Stored items from a collection
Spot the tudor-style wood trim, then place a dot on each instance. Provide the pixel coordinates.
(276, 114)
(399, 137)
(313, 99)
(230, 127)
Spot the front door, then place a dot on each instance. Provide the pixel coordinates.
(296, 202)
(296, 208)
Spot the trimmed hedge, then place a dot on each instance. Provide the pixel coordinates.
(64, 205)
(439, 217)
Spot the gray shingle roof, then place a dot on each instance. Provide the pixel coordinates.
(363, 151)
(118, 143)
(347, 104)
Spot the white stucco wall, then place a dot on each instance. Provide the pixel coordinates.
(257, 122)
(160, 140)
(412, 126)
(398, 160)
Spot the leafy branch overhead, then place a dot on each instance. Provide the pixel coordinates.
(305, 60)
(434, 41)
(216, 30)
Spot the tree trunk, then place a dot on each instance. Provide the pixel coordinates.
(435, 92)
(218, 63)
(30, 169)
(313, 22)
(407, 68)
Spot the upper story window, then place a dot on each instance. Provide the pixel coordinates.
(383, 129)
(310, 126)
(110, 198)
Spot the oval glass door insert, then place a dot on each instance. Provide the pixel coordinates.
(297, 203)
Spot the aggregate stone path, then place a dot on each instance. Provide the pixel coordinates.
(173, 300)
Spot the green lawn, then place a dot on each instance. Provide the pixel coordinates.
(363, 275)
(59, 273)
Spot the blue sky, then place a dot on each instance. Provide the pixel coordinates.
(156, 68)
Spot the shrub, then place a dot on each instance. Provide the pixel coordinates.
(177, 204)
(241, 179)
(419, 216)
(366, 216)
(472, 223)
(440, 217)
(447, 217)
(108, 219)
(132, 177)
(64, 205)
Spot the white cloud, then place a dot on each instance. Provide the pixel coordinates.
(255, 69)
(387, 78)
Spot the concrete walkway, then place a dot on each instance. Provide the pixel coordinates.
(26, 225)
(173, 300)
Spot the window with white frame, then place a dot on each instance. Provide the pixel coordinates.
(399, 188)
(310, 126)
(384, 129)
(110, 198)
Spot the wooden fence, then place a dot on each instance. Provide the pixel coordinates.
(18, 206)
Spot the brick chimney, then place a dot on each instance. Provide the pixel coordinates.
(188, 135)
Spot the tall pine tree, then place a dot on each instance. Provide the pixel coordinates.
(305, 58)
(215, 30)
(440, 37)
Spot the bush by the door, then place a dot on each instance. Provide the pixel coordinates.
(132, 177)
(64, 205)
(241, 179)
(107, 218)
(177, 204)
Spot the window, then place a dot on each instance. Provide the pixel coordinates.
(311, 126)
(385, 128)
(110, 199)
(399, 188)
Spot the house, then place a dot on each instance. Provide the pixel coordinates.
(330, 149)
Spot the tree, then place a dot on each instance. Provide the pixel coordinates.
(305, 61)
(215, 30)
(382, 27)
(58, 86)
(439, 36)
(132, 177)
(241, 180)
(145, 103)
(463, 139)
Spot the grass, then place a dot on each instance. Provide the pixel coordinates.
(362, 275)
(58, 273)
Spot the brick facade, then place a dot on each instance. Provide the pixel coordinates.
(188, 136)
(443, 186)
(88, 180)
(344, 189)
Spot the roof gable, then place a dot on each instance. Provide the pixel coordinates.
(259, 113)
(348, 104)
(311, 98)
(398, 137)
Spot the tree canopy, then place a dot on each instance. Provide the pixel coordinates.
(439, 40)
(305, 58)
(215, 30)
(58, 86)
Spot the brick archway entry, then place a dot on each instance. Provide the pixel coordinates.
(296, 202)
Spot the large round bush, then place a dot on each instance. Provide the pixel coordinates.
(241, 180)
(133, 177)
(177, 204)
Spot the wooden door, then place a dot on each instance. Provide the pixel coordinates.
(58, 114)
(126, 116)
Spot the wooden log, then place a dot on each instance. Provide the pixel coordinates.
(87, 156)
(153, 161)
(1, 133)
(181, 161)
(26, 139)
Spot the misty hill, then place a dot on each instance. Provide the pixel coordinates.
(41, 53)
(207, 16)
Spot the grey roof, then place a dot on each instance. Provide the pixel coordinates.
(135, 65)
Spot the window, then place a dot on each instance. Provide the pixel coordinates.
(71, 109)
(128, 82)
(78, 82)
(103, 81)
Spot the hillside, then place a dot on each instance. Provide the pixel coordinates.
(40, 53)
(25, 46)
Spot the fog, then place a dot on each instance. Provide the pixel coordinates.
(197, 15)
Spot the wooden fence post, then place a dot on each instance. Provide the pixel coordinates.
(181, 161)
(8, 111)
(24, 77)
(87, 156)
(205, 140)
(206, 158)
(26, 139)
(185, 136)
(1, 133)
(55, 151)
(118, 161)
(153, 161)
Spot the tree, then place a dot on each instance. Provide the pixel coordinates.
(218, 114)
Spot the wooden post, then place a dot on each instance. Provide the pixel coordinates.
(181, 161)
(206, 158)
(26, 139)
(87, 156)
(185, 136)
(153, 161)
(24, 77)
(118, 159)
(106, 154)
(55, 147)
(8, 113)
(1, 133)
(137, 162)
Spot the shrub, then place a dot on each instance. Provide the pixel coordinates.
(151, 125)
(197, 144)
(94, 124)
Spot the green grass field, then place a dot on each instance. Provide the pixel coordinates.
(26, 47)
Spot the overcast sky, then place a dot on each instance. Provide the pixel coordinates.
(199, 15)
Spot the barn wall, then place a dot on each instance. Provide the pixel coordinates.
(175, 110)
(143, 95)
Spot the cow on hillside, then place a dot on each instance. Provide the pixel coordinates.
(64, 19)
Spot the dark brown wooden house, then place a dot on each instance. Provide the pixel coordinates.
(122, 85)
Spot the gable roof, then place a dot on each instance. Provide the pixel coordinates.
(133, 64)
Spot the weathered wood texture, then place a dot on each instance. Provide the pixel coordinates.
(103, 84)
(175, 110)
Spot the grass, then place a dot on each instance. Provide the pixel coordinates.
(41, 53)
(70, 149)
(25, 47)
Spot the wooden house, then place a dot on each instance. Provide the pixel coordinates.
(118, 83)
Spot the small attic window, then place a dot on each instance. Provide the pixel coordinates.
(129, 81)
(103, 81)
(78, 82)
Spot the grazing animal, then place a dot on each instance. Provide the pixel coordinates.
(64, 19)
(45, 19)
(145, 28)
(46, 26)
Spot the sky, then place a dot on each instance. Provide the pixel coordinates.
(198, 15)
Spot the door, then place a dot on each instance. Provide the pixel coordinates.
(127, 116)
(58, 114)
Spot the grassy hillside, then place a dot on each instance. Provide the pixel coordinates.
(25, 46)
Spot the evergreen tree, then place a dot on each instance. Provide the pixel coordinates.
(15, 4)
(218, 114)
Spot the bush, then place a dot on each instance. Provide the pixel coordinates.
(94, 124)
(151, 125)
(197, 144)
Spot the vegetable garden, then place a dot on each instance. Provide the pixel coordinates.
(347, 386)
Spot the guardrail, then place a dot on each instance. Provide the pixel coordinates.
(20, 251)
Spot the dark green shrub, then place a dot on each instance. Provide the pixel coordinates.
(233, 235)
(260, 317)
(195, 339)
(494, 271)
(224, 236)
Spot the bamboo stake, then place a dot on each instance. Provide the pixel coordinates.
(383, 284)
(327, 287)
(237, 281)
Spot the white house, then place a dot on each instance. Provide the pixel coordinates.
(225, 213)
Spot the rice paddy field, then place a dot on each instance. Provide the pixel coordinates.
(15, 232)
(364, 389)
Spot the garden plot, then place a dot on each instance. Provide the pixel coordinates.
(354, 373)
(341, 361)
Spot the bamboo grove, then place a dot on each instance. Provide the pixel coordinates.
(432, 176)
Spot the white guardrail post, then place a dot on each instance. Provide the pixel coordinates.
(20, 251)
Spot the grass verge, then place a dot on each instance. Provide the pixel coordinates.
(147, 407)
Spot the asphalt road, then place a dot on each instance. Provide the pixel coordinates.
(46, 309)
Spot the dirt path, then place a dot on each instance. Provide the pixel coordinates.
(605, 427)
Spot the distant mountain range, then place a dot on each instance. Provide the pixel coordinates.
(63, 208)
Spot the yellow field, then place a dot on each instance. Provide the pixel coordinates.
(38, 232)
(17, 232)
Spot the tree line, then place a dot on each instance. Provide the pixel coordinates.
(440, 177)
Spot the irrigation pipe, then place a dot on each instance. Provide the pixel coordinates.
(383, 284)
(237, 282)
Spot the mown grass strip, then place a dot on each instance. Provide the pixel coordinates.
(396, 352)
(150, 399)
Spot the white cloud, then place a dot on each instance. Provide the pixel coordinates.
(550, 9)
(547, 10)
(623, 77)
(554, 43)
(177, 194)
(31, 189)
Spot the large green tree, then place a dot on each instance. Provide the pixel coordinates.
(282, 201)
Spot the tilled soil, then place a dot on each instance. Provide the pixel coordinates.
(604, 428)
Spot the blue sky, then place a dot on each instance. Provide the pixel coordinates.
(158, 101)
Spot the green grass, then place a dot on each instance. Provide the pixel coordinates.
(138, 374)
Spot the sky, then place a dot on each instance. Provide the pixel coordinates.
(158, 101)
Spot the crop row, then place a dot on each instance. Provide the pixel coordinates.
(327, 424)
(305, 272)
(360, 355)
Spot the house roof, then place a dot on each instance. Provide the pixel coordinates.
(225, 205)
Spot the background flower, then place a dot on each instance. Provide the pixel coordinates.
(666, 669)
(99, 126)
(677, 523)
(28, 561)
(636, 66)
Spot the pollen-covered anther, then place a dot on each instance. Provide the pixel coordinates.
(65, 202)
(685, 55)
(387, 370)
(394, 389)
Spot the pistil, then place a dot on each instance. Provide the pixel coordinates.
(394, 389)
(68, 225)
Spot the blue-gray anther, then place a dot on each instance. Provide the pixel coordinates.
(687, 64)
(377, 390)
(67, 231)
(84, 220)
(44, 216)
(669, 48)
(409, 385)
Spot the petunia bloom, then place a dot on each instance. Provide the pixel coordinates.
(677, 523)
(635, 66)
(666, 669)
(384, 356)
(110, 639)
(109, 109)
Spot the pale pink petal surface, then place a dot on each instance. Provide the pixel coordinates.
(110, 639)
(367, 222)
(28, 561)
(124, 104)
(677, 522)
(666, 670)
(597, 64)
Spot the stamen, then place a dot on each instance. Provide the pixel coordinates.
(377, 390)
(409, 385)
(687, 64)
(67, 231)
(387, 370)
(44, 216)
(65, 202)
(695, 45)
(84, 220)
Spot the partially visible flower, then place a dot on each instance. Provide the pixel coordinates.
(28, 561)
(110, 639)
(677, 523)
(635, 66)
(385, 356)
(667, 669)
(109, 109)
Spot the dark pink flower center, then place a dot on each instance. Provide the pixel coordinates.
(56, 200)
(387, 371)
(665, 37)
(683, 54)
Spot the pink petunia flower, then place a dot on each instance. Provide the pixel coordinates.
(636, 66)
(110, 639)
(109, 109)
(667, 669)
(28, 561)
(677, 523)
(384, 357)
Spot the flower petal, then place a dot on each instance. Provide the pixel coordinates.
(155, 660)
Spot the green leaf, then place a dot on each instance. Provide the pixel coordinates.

## Job
Repeat word for word each line from the one with "Spot the background" to the end of the records above, inclusive.

## Answer for the task
Spot the background flower, then place a dot on each instance. Provide the pixel coordinates.
(666, 669)
(99, 126)
(677, 523)
(28, 561)
(636, 66)
Spot the pollen-covered anther, then place a dot on each instance. Provide the pixel coordinates.
(65, 202)
(685, 55)
(387, 370)
(394, 389)
Spot the pistil, then place a dot on each instance. Provide the pixel coordinates.
(394, 389)
(68, 225)
Spot the blue-gray anther, then place a dot on each instance. Provide the pixel coordinates.
(687, 64)
(377, 390)
(67, 231)
(84, 220)
(44, 216)
(669, 48)
(409, 385)
Spot the petunia bloom, then place a dot on each instance. Provide the pixel coordinates.
(677, 523)
(635, 66)
(666, 669)
(384, 356)
(110, 639)
(109, 109)
Spot the pale pink petal surface, then place a dot on each instance. Provide the pixel coordinates.
(110, 639)
(367, 222)
(28, 561)
(124, 104)
(677, 522)
(666, 670)
(597, 64)
Spot the stamen, then place a dot on each instance. Provide the pixel coordinates.
(377, 390)
(409, 385)
(687, 64)
(67, 231)
(387, 370)
(44, 216)
(65, 202)
(695, 45)
(84, 220)
Spot the partially visible flower, then place a dot on each instance. Provide the pixel coordinates.
(28, 561)
(110, 639)
(677, 523)
(635, 66)
(385, 356)
(667, 669)
(109, 109)
Spot the dark pink flower center, then place a dot on each instance. Provide the pixel coordinates.
(56, 200)
(387, 371)
(665, 37)
(683, 54)
Spot the pink petunia flower, then place a dot on each instance. Provide the pixel coordinates.
(636, 66)
(110, 639)
(109, 109)
(667, 669)
(28, 561)
(677, 523)
(384, 357)
Spot the flower petal, then place a dot on each instance. Provide the pixel coordinates.
(155, 660)
Spot the green leaf, then place a dot on each instance. Provide the pixel coordinates.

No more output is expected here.